EXTRAIT FOURNI
►

Il faut d’autre part dénoncer également les initiatives qui commencent à fleurir, dont le Figaro parlait hier, consistant à vouloir « nettoyer » les sculptures souillées. Car n’importe qui ne peut pas intervenir pour restaurer une œuvre d’art (nettoyer, c’est une restauration) comme naguère certains le faisaient sur les tableaux en les frottant avec une pomme de terre. La restauration est un métier, pour lequel des spécialistes sont formés, durant de longues années. On ne traite pas le bronze comme la pierre ou comme le marbre, les produits ne peuvent être utilisés au hasard, certains pouvant les dégrader de manière irréversible. Même l’utilisation du bon produit sur la bonne matière ne peut se faire n’importe comment. Il ne viendrait à l’idée de personne de s’improviser médecin, pourquoi pourrait-on s’imposer restaurateur ?

◄

EXTRAIT DE DONNÉES

►

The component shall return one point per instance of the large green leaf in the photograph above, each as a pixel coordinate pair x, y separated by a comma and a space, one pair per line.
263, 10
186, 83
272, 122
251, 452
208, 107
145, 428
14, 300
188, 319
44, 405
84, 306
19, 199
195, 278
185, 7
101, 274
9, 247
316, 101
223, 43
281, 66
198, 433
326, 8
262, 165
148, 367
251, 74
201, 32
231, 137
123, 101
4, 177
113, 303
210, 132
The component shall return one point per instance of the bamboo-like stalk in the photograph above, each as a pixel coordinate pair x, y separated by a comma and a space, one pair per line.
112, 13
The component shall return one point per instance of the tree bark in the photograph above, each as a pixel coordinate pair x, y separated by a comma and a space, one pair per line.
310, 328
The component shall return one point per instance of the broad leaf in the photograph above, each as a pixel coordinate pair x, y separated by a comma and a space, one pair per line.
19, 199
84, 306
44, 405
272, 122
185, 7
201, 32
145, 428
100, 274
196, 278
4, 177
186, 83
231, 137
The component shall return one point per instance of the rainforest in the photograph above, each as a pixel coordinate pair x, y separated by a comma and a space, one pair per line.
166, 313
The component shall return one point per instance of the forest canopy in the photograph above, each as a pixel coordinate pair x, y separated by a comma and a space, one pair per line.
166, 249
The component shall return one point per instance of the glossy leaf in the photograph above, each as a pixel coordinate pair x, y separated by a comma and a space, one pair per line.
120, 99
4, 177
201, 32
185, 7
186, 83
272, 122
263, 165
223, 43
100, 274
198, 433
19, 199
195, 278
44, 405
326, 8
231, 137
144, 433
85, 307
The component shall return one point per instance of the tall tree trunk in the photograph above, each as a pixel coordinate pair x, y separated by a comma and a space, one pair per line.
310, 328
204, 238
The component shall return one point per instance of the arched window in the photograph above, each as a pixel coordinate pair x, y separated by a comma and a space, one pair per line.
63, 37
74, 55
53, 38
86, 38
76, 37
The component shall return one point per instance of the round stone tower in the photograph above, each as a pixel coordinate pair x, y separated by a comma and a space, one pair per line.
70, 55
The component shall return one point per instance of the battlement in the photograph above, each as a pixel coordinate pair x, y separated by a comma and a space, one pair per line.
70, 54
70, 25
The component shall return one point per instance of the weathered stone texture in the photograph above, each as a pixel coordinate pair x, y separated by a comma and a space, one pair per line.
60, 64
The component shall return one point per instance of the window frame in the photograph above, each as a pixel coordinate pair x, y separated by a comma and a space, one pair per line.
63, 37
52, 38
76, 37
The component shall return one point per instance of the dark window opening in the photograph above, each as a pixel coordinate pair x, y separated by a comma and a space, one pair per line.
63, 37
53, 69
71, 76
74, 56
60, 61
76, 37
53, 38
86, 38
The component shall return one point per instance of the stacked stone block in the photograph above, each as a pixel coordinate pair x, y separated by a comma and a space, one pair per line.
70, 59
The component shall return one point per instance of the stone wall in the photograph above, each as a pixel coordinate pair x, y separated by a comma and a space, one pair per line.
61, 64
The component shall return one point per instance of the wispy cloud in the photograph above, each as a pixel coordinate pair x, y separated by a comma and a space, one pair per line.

◄

À FAIRE
1: Condensez sous forme de liste le paragraphe de l'extrait fourni qui commence par « Il faut d’autre part dénoncer », en conservant ses faits essentiels.
2: Reformulez le passage de l'extrait fourni allant de « Il faut d’autre » à « pourrait-on s’imposer restaurateur ? », en remplaçant « sculptures » par « statues ».
3: Pour chaque affirmation, dites si elle concorde avec l'extrait fourni (oui ou non) et citez les mots du texte qui tranchent.
(a) Le bronze se traite de la même manière que le marbre.
(b) Nettoyer une œuvre d’art revient à la restaurer.
(c) La formation des restaurateurs est de courte durée.

SOLUTIONS PAR TÂCHE
1:
- Les initiatives visant à « nettoyer » les sculptures souillées, évoquées la veille par le Figaro, doivent être dénoncées.
- Nettoyer une œuvre d’art, c’est la restaurer, et n’importe qui ne peut pas le faire.
- La restauration est un métier qui exige une formation de spécialistes durant de longues années.
- Le bronze, la pierre et le marbre ne se traitent pas de la même façon, et certains produits peuvent les dégrader de manière irréversible.
- Même le bon produit sur la bonne matière ne peut pas s’employer n’importe comment.
- On ne s’improvise pas plus restaurateur que médecin.

2:
Il faut d’autre part dénoncer également les initiatives qui commencent à fleurir, dont le Figaro parlait hier, consistant à vouloir « nettoyer » les statues souillées. Car n’importe qui ne peut pas intervenir pour restaurer une œuvre d’art (nettoyer, c’est une restauration) comme naguère certains le faisaient sur les tableaux en les frottant avec une pomme de terre. La restauration est un métier, pour lequel des spécialistes sont formés, durant de longues années. On ne traite pas le bronze comme la pierre ou comme le marbre, les produits ne peuvent être utilisés au hasard, certains pouvant les dégrader de manière irréversible. Même l’utilisation du bon produit sur la bonne matière ne peut se faire n’importe comment. Il ne viendrait à l’idée de personne de s’improviser médecin, pourquoi pourrait-on s’imposer restaurateur ?

3:
(a) Non : « On ne traite pas le bronze comme la pierre ou comme le marbre »
(b) Oui : « nettoyer, c’est une restauration »
(c) Non : « des spécialistes sont formés, durant de longues années »